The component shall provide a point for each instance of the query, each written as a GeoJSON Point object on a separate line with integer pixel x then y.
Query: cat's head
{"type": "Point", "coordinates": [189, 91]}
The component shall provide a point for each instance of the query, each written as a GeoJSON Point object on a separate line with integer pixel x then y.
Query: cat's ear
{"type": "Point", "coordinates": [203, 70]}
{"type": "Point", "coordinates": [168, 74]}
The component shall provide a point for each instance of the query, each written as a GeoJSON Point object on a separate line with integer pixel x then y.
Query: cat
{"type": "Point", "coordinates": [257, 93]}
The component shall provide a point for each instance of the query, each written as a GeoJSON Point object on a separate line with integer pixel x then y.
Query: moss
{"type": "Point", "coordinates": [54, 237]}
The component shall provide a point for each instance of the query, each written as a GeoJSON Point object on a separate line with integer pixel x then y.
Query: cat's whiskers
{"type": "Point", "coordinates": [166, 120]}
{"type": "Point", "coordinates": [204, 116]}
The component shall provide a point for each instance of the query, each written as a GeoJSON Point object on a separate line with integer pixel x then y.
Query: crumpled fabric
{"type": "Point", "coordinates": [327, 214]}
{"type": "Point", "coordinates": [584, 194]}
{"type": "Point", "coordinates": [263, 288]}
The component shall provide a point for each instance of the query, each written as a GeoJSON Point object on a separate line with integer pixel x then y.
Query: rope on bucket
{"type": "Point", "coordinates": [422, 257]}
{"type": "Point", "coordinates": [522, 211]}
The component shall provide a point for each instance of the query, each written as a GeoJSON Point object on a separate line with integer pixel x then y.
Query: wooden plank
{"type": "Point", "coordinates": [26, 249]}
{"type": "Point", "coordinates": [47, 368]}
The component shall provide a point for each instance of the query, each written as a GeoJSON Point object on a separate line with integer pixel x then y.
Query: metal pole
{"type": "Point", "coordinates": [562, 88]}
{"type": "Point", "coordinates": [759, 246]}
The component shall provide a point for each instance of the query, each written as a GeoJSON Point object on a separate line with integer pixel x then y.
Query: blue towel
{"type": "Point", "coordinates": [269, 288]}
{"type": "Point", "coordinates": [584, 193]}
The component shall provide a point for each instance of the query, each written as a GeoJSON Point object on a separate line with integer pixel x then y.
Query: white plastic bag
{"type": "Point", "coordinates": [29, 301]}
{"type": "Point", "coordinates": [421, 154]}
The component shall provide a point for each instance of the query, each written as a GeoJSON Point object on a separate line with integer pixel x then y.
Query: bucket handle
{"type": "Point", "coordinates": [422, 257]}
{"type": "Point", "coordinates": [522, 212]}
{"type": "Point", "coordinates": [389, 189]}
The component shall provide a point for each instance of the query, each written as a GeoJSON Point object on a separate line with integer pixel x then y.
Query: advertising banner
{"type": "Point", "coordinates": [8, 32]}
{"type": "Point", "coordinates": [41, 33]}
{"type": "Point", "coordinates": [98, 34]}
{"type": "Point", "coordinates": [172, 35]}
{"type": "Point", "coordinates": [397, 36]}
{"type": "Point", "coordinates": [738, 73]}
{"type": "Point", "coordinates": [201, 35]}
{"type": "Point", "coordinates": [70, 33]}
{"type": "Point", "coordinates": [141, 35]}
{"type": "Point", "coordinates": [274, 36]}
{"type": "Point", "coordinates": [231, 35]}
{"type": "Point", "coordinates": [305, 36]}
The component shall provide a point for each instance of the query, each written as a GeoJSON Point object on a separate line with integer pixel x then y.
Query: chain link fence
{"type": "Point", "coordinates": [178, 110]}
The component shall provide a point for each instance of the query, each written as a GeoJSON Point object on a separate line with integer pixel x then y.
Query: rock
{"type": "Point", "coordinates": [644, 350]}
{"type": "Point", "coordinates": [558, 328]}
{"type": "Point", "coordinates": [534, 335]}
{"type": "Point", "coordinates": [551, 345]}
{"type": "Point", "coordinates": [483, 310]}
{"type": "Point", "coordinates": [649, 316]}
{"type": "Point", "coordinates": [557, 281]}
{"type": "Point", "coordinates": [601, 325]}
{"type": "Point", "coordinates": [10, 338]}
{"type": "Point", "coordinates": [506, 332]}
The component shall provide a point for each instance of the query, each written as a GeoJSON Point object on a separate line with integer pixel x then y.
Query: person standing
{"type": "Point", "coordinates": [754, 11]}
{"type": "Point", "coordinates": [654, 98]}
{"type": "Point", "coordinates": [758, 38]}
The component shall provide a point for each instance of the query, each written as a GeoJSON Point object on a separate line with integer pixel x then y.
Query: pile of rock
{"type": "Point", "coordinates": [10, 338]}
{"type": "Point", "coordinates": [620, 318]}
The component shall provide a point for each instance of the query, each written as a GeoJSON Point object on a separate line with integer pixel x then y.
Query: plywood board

^^^^^^^^^^^^^^^^

→ **EXERCISE AIM**: Repeat every entry exactly as written above.

→ **TASK RESULT**:
The component shall provide a point for each instance of the query, each written as a GeoJSON Point object on a separate line with integer pixel x then y.
Query: cat's head
{"type": "Point", "coordinates": [189, 91]}
The component shall provide a point for each instance of the query, each written as a GeoJSON Point object on a separate line with integer pixel x then y.
Query: cat's ear
{"type": "Point", "coordinates": [203, 70]}
{"type": "Point", "coordinates": [168, 74]}
The component shall provide a point for each instance of the query, each written as a GeoJSON Point object on a separate line with integer pixel x then y.
Query: cat
{"type": "Point", "coordinates": [257, 93]}
The component shall provide a point for each instance of the query, each written as a GeoJSON Point object on a separate line with integer pixel x then y.
Query: moss
{"type": "Point", "coordinates": [54, 237]}
The component shall provide a point for each instance of the query, each written as a GeoJSON Point object on a separate line with integer pixel x then y.
Query: cat's whiskers
{"type": "Point", "coordinates": [166, 120]}
{"type": "Point", "coordinates": [204, 116]}
The component shall provide a point for each instance of the query, each written as a GeoJSON Point object on a separate line with integer pixel x then y.
Query: crumpled fabric
{"type": "Point", "coordinates": [327, 214]}
{"type": "Point", "coordinates": [584, 194]}
{"type": "Point", "coordinates": [263, 288]}
The component shall provide a point for each instance of the query, each written as a GeoJSON Point object on a separate line with integer pixel x then y.
Query: rope on bucket
{"type": "Point", "coordinates": [422, 257]}
{"type": "Point", "coordinates": [522, 211]}
The component shall provide a point for each instance of the query, each written as a GeoJSON Point object on a separate line with integer pixel x then y.
Query: wooden plank
{"type": "Point", "coordinates": [26, 249]}
{"type": "Point", "coordinates": [47, 368]}
The component shall provide a point for each instance of the query, each written as a GeoJSON Point object on a separate line with integer pixel x then y.
Query: metal pole
{"type": "Point", "coordinates": [562, 88]}
{"type": "Point", "coordinates": [759, 246]}
The component shall provide a point for each instance of the query, each written as a GeoJSON Point object on a separate line with integer pixel x then y.
Query: blue towel
{"type": "Point", "coordinates": [269, 288]}
{"type": "Point", "coordinates": [584, 193]}
The component shall provide a point for each instance of the query, each written as a GeoJSON Point object on a separate line with integer pixel x then y.
Query: white plastic bag
{"type": "Point", "coordinates": [29, 301]}
{"type": "Point", "coordinates": [421, 154]}
The component shall provide a point for each instance of the query, each written as a GeoJSON Point object on a separate line with integer pixel x then y.
Query: bucket handle
{"type": "Point", "coordinates": [422, 257]}
{"type": "Point", "coordinates": [522, 212]}
{"type": "Point", "coordinates": [389, 189]}
The component shall provide a point for each instance of the query, each written as a GeoJSON Point object on a separate line with integer pixel x then y.
Query: advertising banner
{"type": "Point", "coordinates": [8, 32]}
{"type": "Point", "coordinates": [41, 33]}
{"type": "Point", "coordinates": [98, 34]}
{"type": "Point", "coordinates": [172, 35]}
{"type": "Point", "coordinates": [397, 36]}
{"type": "Point", "coordinates": [738, 73]}
{"type": "Point", "coordinates": [201, 35]}
{"type": "Point", "coordinates": [70, 33]}
{"type": "Point", "coordinates": [141, 35]}
{"type": "Point", "coordinates": [274, 36]}
{"type": "Point", "coordinates": [231, 35]}
{"type": "Point", "coordinates": [305, 36]}
The component shall provide a point for each instance of the query, each written as a GeoJSON Point object on a separate line with integer pixel x then y.
Query: chain link fence
{"type": "Point", "coordinates": [178, 110]}
The component shall provide a point for each instance of the query, each written as a GeoJSON Point object on a separate line with integer pixel x then y.
Query: rock
{"type": "Point", "coordinates": [644, 350]}
{"type": "Point", "coordinates": [558, 328]}
{"type": "Point", "coordinates": [534, 335]}
{"type": "Point", "coordinates": [551, 345]}
{"type": "Point", "coordinates": [483, 310]}
{"type": "Point", "coordinates": [649, 316]}
{"type": "Point", "coordinates": [557, 281]}
{"type": "Point", "coordinates": [601, 325]}
{"type": "Point", "coordinates": [10, 338]}
{"type": "Point", "coordinates": [506, 332]}
The component shall provide a point for each instance of the query, each written as a GeoJSON Point object on a separate line with integer pixel x then y.
Query: person standing
{"type": "Point", "coordinates": [754, 11]}
{"type": "Point", "coordinates": [654, 98]}
{"type": "Point", "coordinates": [758, 38]}
The component shall provide a point for each instance of the query, each written as a GeoJSON Point object on a separate line with integer pixel x then y.
Query: pile of rock
{"type": "Point", "coordinates": [10, 338]}
{"type": "Point", "coordinates": [620, 318]}
The component shall provide a point for each instance of the query, each written as a GeoJSON Point object on a separate line with integer pixel x then y.
Query: plywood board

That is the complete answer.